BRONTEKST:
* * * *

[Arendzen, Albertus Wilhelmus]
ARENDZEN (Albertus Wilhelmus), geb. 7 Mei 1697 te Lochem, overl. 20 Febr. 1766, zoon van Arend, burgemeester te Lochem en J. Willekes. Hij bezocht de latijnsche school te Zutphen en de hoogeschool te Franeker, waar hij Campegius Vitringa leerde kennen. Nog één jaar studeerde hij te Utrecht. Hij stond als predikant te Scherpenzeel in Augustus 1721 tot 1727, te Hattem tot 1738, te Arnhem tot 1742 en te Delft tot zijn dood; en huwde in 1727 met Ida Betmer, die 1 Dec. 1763 overleed.
Hij schreef: Josefs laatste liefde en eereplicht aan vader Jacob, vertoont in een Lijkreden over Genesis 50:4-9, bij gelegenheid der vorstelijke rouwstaatsie van wijlen haare koninklike hoogheid Anna (overl. 13 Jan. 1759), geb. Princesse van Brunswijk en Lunenburg, kroonprinsesse van Groot-Brittanje enz. uitgesproken op 25 Febr. 1759.
Zie: Visscher en van Langeraad, Het Protestantsche Vaderland I (1907), 227; Kerkelijk Handboek 1903, bijl. 114, 132, 154; 1907, bijl. 110.

* * * *

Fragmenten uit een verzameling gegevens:

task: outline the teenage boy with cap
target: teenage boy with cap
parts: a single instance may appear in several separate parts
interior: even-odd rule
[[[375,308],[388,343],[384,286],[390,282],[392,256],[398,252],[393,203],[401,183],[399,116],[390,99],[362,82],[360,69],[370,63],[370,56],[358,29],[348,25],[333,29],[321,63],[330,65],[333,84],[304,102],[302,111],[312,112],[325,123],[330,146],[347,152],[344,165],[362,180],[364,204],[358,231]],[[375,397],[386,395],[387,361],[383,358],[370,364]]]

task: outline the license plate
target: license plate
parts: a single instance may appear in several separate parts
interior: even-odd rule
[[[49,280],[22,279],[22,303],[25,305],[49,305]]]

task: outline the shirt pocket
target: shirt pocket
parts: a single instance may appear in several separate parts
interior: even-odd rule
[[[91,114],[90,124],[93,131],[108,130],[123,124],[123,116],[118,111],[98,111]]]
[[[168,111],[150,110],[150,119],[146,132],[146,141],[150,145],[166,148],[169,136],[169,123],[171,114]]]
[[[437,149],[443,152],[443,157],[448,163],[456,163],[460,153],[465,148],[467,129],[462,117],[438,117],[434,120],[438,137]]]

* * * *

OPDRACHTEN:
1 > Neem het stuk van het lemma over Arendzen van "Hij schreef: Josefs" tot "1907, bijl. 110." over en hernoem daarin "Lijkreden" tot "Grafrede".
2 > Noem alle plaatsen waar Arendzen volgens het lemma over Arendzen als predikant stond.
Het materiaal staat los van het lemma over Arendzen.

UITWERKINGEN:
1 >
Hij schreef: Josefs laatste liefde en eereplicht aan vader Jacob, vertoont in een Grafrede over Genesis 50:4-9, bij gelegenheid der vorstelijke rouwstaatsie van wijlen haare koninklike hoogheid Anna (overl. 13 Jan. 1759), geb. Princesse van Brunswijk en Lunenburg, kroonprinsesse van Groot-Brittanje enz. uitgesproken op 25 Febr. 1759.
Zie: Visscher en van Langeraad, Het Protestantsche Vaderland I (1907), 227; Kerkelijk Handboek 1903, bijl. 114, 132, 154; 1907, bijl. 110.

2 > Scherpenzeel, Hattem, Arnhem en Delft